**EXERCISE PROMPT:** Revise the records below by changing every occurrence of "Practice step" to "Training item". Leave all other text unchanged.

Rows from a dataset
* BEGIN *

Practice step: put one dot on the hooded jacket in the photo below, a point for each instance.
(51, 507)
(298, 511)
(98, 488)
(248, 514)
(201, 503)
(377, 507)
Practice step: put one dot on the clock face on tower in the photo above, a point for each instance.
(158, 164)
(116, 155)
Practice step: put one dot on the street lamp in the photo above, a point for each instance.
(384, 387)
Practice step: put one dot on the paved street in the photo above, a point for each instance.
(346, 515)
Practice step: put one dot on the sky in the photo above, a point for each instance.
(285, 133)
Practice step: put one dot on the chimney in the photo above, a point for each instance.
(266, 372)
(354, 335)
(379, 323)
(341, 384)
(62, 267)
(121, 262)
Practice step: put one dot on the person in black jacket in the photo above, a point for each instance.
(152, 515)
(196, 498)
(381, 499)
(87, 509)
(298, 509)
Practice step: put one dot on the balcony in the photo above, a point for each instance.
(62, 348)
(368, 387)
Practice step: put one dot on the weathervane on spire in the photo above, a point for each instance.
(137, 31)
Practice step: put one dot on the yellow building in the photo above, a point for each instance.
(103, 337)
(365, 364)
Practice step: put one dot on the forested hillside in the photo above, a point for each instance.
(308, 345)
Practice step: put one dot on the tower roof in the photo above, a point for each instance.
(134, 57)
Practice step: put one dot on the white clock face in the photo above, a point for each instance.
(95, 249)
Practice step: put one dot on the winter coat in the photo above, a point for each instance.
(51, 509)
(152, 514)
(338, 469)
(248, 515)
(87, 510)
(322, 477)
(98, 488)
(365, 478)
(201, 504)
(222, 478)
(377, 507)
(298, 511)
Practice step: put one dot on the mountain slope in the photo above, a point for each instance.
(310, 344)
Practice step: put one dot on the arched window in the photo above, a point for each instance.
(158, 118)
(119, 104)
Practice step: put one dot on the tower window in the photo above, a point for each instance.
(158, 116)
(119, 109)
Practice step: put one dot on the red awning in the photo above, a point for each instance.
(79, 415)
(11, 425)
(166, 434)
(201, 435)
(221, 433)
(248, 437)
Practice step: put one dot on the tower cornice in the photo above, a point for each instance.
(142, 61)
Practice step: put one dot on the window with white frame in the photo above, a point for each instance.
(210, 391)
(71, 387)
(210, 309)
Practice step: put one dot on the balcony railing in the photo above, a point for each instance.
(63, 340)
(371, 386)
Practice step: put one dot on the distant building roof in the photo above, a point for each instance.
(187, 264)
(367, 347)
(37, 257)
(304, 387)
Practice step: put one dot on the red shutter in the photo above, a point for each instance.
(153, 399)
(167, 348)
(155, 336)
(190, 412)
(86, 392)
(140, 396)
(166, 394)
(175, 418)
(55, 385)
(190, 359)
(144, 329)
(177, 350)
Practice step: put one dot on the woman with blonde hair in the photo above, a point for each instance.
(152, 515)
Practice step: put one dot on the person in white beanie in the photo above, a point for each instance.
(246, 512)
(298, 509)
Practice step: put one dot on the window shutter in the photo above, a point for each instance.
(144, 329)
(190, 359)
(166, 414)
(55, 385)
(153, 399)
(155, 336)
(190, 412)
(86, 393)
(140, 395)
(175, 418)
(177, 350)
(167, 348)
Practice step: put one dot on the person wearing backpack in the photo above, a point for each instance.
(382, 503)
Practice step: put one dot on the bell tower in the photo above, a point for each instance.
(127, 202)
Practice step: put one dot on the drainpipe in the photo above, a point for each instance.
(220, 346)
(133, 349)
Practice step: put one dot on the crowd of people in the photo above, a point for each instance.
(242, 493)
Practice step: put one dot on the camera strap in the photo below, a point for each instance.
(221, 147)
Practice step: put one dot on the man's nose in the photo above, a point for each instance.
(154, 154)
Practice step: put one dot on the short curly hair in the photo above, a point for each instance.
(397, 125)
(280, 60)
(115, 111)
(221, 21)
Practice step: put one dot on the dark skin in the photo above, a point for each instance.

* END *

**ANSWER:**
Training item: put one dot on the hooded jacket in the photo below, a point for each instance.
(51, 507)
(298, 511)
(98, 488)
(248, 514)
(201, 503)
(377, 507)
Training item: put one dot on the clock face on tower in the photo above, a point for each instance.
(158, 164)
(116, 155)
Training item: put one dot on the street lamp in the photo above, a point for each instance.
(384, 387)
Training item: put one dot on the paved street in the photo above, a point for each instance.
(346, 515)
Training item: put one dot on the sky in the photo above, a point for each instance.
(285, 133)
Training item: put one dot on the chimney in the photo above, a point for each instance.
(266, 372)
(354, 335)
(379, 323)
(341, 384)
(62, 267)
(121, 262)
Training item: put one dot on the person in black jacket in the photo above, a point for each instance.
(152, 515)
(196, 498)
(381, 499)
(87, 509)
(298, 509)
Training item: put one dot on the balcony in the photo above, a point for each instance.
(62, 348)
(368, 387)
Training item: put one dot on the weathervane on spire in the photo above, a point for each instance.
(137, 31)
Training item: put one dot on the yellow building in the photo above, a point for each instance.
(103, 337)
(365, 364)
Training item: put one dot on the forested hillside in the photo above, a point for each instance.
(308, 345)
Training item: put one dot on the tower roof in the photo above, a point for each instance.
(134, 57)
Training item: put one dot on the white clock face in the photo above, a point for each instance.
(95, 249)
Training item: put one dot on the winter coat in the photo above, a point for each instance.
(51, 509)
(152, 514)
(338, 469)
(248, 515)
(87, 510)
(322, 477)
(98, 488)
(365, 478)
(201, 504)
(222, 478)
(377, 507)
(298, 511)
Training item: put one dot on the mountain slope in the photo above, a point for each instance.
(310, 344)
Training item: put one dot on the arched window in the photo above, a point for each instance.
(158, 118)
(119, 104)
Training item: put one dot on the tower window in the photo above, a point for each instance.
(158, 116)
(119, 109)
Training item: put one dot on the red awning in the photo above, a point for each instance.
(79, 415)
(11, 425)
(166, 434)
(201, 435)
(221, 433)
(248, 437)
Training item: put one dot on the tower cornice in the photo above, a point for each instance.
(142, 61)
Training item: put one dot on the window with white frame in the photo above, a point for each instance.
(210, 391)
(71, 387)
(210, 309)
Training item: put one dot on the balcony railing in the photo above, a point for each instance.
(63, 340)
(371, 386)
Training item: put one dot on the distant building roof in the photo above, a point for each instance.
(187, 264)
(367, 347)
(37, 257)
(304, 387)
Training item: put one dot on the red shutter in the photo above, a point for each instance.
(153, 399)
(167, 348)
(155, 336)
(190, 412)
(86, 392)
(140, 396)
(166, 394)
(175, 418)
(55, 385)
(190, 359)
(144, 329)
(177, 350)
Training item: put one dot on the woman with blonde hair in the photo above, a point for each instance.
(152, 515)
Training item: put one dot on the person in white beanie in the photo above, a point for each instance.
(246, 512)
(298, 509)
Training item: put one dot on the window shutter in the photo above, a point for each instance.
(144, 329)
(190, 359)
(166, 414)
(55, 385)
(153, 399)
(155, 336)
(190, 412)
(86, 393)
(140, 395)
(175, 418)
(177, 350)
(167, 348)
Training item: put one dot on the person wearing backpack in the photo above, a point for each instance.
(382, 503)
Training item: put one dot on the bell tower in the photo above, a point for each instance.
(127, 202)
Training item: put one dot on the drainpipe in the photo above, a point for each instance.
(220, 346)
(133, 349)
Training item: put one dot on the crowd of people in the photo above, a point for each instance.
(242, 493)
Training item: put one dot on the camera strap in the photo below, a point for each instance.
(221, 147)
Training item: put one dot on the man's nose in the photo above, a point for each instance.
(154, 154)
Training item: put one dot on the short curly hair in the photo above, a point for each instance.
(397, 125)
(280, 60)
(115, 111)
(221, 21)
Training item: put one dot on the dark skin in the photo above, a point for each instance.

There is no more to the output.